Write the next part of the passage on the clinical chemistry analyzers market, picking up after its final sentence.

*** SELECTED PASSAGE Section Begins ***

The growing prevalence of chronic diseases is anticipated to be responsible for the high urgency to adopt clinical chemistry analyzers, which thereby widens the scope for growth during 2021–2026. In addition, growing base of geriatric and bariatric population, which is highly susceptible to chronic diseases, is presumed to impel the demand further. Consequently, the resultant high sample volume requiring high capability analyzing devices is driving the market growth.

Moreover, increasing awareness pertaining to benefits associated with these devices is also a high impact rendering driver for clinical chemistry analyzers market. Advent of advanced chemistry analyzers has resulted in improved point-of-care testing capabilities, and thus created high potential growth opportunities for the market.

In addition, technological advancements in pre-analytical, analytical, and post analytical stages due to analyzing devices and reagents improved their diagnostic capabilities and overall efficiency, which is predicted to propel the growth further. These advancements include advent of microchips, sensors, chemometrics, and robotics. For instance, in February 2020, Ortho Clinical Diagnostics launched a clinical chemistry system that completed its integrated Vitros XT line which is designed to cover most typical lab tests. The company estimated its maximum throughput at 755 tests per hour with single-test slides and 1130 tests per hour with dual-test slides. Moreover, the company’s XT 3400 system received CE marking and is available in the US, Canada, Europe, India, Japan, and a few countries in the Middle East and Africa.

Furthermore, consistent efforts by public as well private healthcare organizations to increase the reliability of data have rapidly engendered the integration of automated chemistry analyzers and immunoassay systems, thereby resulting in overall reduction of workload in laboratories, thus propelling the demand.

*** SELECTED PASSAGE Section Ends ***
*** RECORDS Section Begins ***

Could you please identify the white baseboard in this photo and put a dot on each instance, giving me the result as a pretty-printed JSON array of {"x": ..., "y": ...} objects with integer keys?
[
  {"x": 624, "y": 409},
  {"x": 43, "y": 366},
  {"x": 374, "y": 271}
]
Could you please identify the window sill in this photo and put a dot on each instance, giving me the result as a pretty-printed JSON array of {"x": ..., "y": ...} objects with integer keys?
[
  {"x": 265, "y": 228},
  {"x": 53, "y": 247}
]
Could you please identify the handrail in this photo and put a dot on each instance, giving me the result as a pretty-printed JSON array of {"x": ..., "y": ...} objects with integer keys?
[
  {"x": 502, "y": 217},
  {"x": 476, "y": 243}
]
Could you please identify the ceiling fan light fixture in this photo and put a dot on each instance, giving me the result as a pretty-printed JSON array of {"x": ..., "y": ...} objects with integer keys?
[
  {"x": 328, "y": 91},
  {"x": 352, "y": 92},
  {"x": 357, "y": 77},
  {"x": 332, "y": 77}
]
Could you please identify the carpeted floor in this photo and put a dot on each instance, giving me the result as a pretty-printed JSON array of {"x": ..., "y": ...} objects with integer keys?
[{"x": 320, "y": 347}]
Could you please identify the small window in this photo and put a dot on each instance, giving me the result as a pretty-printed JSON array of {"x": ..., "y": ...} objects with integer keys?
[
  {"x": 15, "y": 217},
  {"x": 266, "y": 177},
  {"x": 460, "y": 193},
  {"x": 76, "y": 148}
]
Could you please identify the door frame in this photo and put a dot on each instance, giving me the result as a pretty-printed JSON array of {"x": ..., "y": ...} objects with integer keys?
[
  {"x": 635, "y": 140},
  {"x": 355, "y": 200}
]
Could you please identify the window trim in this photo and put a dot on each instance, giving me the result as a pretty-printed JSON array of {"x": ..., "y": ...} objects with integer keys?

*** RECORDS Section Ends ***

EXERCISE RESULT:
In 2020, North America accounted for the largest share of the market. The large share of this region can be attributed to the increasing geriatric population, increasing prevalence of chronic and lifestyle conditions, implementation of favorable government initiatives, increasing healthcare expenditure, improved healthcare infrastructure, and the availability of technologically advanced instruments.

The major players operating in this market are HORIBA Ltd., Thermo Fisher Scientific, Trivitron Healthcare Pvt. Ltd., F. Hoffmann-La Roche Ltd., Danaher Corporation, Abbott Laboratories, Siemens AG, Sysmex Corporation, Hitachi, EKF Diagnostics, Ortho Clinical Diagnostics, ELITech Group, Mindray Medical International Ltd., Biobase Group, SFRI Medical Diagnostics, Randox Laboratories Ltd., Medica Corporation, Meril Life Sciences Pvt. Ltd., Erba Mannheim, Genrui Biotech Inc., Dirui Industrial Co. Ltd., Teco Diagnostics, Balio Diagnostics, Snibe Co. Ltd., and AMS Alliance.

Clinical chemistry analyzers shall continue to show promise
Advances in clinical chemistry analyzers will be concurrent with the development of new assays, further improving patient care. Manufacturers are customizing analyzers for use in smaller laboratories, use in very high volume situations such as in a large hospital, or in the field. As software capabilities continue to develop, clinical chemistry analyzers will be able to offer increased testing speed and degree of automation.